(WHAT TO DO):
Count the lines in the material below that contain the string "Return", treating uppercase and lowercase as different, and give only the number.

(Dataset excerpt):
────
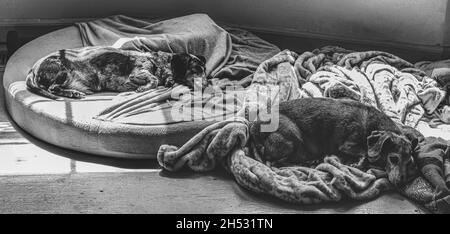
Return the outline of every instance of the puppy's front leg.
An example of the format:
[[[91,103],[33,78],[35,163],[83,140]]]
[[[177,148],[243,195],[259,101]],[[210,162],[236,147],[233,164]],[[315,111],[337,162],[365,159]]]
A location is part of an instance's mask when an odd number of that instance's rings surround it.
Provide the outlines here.
[[[50,86],[49,92],[57,96],[80,99],[86,96],[85,93],[74,89],[63,89],[59,86]]]
[[[159,79],[147,70],[138,70],[130,74],[130,81],[139,85],[136,92],[154,89],[159,85]]]

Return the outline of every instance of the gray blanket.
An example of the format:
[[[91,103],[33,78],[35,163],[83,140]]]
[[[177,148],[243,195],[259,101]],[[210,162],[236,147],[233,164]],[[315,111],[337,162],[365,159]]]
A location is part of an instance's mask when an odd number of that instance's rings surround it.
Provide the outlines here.
[[[114,45],[139,51],[187,52],[207,58],[207,75],[240,80],[280,50],[240,29],[217,25],[208,15],[142,20],[123,15],[77,23],[84,46]],[[127,40],[128,39],[128,40]]]

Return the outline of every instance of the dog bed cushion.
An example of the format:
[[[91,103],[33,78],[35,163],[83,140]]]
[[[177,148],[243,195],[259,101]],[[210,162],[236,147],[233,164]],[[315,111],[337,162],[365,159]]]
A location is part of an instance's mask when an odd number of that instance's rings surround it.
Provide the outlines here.
[[[206,15],[197,14],[188,17],[207,20],[211,25],[214,24]],[[168,25],[167,28],[176,29],[176,24]],[[63,148],[103,156],[155,158],[161,144],[179,145],[186,142],[215,121],[165,123],[164,113],[157,111],[152,113],[152,118],[148,118],[145,124],[103,121],[94,117],[114,104],[117,93],[98,93],[82,100],[54,101],[31,93],[26,88],[25,77],[30,68],[37,60],[52,52],[87,45],[109,46],[123,37],[135,38],[139,35],[148,36],[151,32],[155,33],[149,28],[160,30],[158,36],[167,38],[164,36],[164,23],[152,24],[151,21],[114,16],[67,27],[24,45],[9,59],[4,74],[6,106],[12,119],[19,127],[40,140]],[[227,32],[219,26],[215,29],[224,32],[227,36]],[[279,51],[276,46],[255,38],[252,35],[252,39],[258,42],[256,46],[265,46],[262,50],[248,52],[245,50],[248,49],[245,45],[243,49],[233,47],[233,43],[239,42],[238,39],[245,41],[236,35],[221,43],[223,47],[227,47],[219,48],[224,51],[225,57],[214,62],[215,66],[211,67],[219,68],[228,64],[231,59],[237,61],[233,63],[236,66],[228,66],[226,70],[211,69],[211,72],[221,74],[222,77],[240,79],[242,76],[251,74],[260,62]],[[170,44],[169,47],[171,46],[173,45]],[[187,50],[189,52],[189,48]],[[242,57],[243,54],[247,56]],[[252,59],[249,60],[249,58]]]

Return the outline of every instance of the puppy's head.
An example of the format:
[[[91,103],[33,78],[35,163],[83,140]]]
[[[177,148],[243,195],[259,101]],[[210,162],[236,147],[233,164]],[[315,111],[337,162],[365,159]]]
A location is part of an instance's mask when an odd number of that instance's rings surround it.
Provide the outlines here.
[[[394,185],[408,182],[418,169],[413,160],[418,140],[389,131],[373,131],[367,138],[368,159],[373,165],[384,166]]]
[[[195,85],[205,88],[208,85],[205,64],[205,57],[200,55],[174,54],[171,62],[174,80],[190,88]]]
[[[58,96],[64,96],[62,91],[65,89],[80,92],[88,89],[85,85],[78,84],[77,80],[79,79],[74,79],[70,61],[65,57],[65,50],[60,50],[36,62],[28,72],[26,83],[30,91],[51,99],[58,99]],[[81,98],[82,96],[70,97]]]

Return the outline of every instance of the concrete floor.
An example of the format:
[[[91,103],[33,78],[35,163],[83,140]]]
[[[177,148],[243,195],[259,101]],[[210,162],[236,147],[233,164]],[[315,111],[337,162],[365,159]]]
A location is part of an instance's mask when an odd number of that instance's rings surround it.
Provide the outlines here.
[[[425,213],[395,194],[298,206],[243,190],[223,171],[162,172],[52,147],[17,132],[0,89],[0,213]],[[25,136],[25,137],[24,137]],[[30,142],[31,140],[31,142]]]

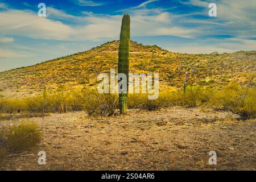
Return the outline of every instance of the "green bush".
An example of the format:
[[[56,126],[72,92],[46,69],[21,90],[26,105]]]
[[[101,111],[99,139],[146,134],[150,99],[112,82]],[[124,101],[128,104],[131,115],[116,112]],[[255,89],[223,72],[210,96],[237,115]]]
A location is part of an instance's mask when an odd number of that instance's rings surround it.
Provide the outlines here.
[[[89,115],[111,116],[117,113],[118,108],[117,94],[99,94],[95,90],[91,91],[88,97],[87,104],[84,105],[84,108]]]
[[[42,133],[36,124],[22,122],[1,129],[0,136],[10,150],[18,152],[29,150],[35,146],[40,141]]]
[[[216,109],[239,114],[242,119],[251,119],[256,115],[255,98],[255,88],[242,88],[238,83],[232,82],[217,92],[209,104]]]
[[[5,159],[7,155],[6,149],[5,148],[1,148],[0,146],[0,162]]]

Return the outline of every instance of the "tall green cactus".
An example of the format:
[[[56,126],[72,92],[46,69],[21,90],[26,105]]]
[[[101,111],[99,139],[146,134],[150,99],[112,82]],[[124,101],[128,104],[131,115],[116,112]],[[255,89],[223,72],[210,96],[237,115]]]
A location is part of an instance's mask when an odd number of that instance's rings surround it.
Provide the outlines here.
[[[118,48],[118,73],[124,73],[127,77],[127,92],[119,92],[119,105],[121,114],[126,114],[129,88],[130,52],[130,16],[126,14],[122,20],[120,40]]]

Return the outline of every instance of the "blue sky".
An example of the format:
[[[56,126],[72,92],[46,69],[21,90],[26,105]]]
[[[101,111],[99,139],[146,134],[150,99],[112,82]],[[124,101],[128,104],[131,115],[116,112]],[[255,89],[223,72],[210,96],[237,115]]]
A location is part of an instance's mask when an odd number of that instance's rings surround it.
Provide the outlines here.
[[[46,17],[38,16],[39,3]],[[209,3],[217,17],[208,15]],[[256,50],[255,0],[0,0],[0,71],[84,51],[119,38],[183,53]]]

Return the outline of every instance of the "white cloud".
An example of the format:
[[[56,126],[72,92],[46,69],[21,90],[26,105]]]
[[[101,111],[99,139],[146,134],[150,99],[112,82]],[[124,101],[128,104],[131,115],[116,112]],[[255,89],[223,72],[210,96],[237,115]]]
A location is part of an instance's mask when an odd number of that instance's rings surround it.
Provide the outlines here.
[[[17,52],[5,48],[0,48],[0,58],[20,58],[32,56],[32,54],[28,52]]]
[[[147,1],[145,1],[143,3],[142,3],[141,4],[140,4],[138,6],[134,6],[134,7],[131,7],[130,8],[128,8],[128,9],[123,9],[123,10],[120,10],[118,11],[117,11],[117,12],[121,12],[121,11],[129,11],[129,10],[134,10],[134,9],[139,9],[141,7],[145,7],[146,5],[149,4],[150,3],[155,2],[155,1],[158,1],[159,0],[148,0]]]
[[[0,12],[0,31],[39,39],[64,40],[74,32],[60,22],[39,17],[31,11],[8,10]]]
[[[0,42],[2,43],[10,43],[14,41],[14,39],[13,38],[5,38],[0,37]]]
[[[0,3],[0,9],[8,9],[7,6],[3,3]]]
[[[98,6],[104,5],[104,3],[96,3],[92,0],[76,0],[78,5],[84,6]]]

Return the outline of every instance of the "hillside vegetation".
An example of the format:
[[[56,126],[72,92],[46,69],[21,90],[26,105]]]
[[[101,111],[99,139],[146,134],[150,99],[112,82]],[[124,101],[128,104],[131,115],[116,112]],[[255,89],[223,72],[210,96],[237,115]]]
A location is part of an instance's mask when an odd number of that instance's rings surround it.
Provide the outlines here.
[[[96,88],[99,73],[109,73],[110,68],[117,72],[118,48],[115,40],[88,51],[1,72],[0,96],[37,95],[44,86],[48,90],[60,86],[66,89]],[[233,81],[242,85],[251,84],[248,77],[255,75],[256,51],[184,54],[131,42],[130,63],[131,73],[158,72],[162,90],[181,88],[184,80],[188,85],[222,88]]]

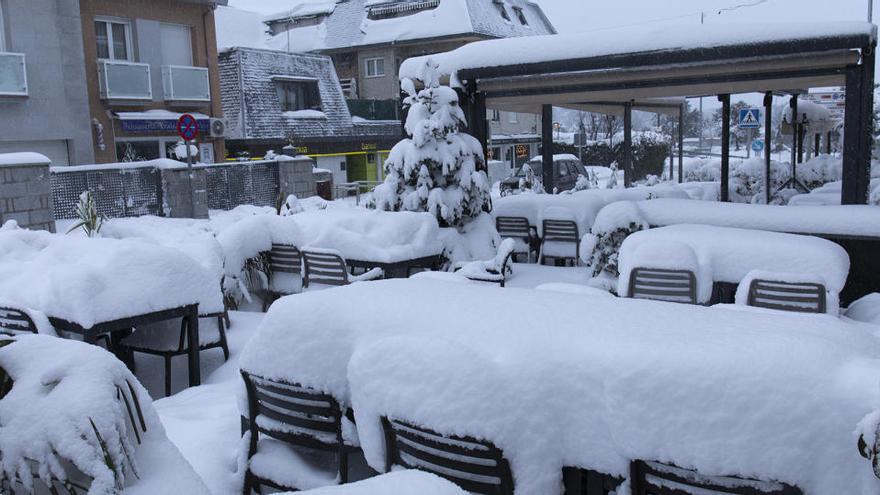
────
(SOLUTION TO THIS PROBLEM):
10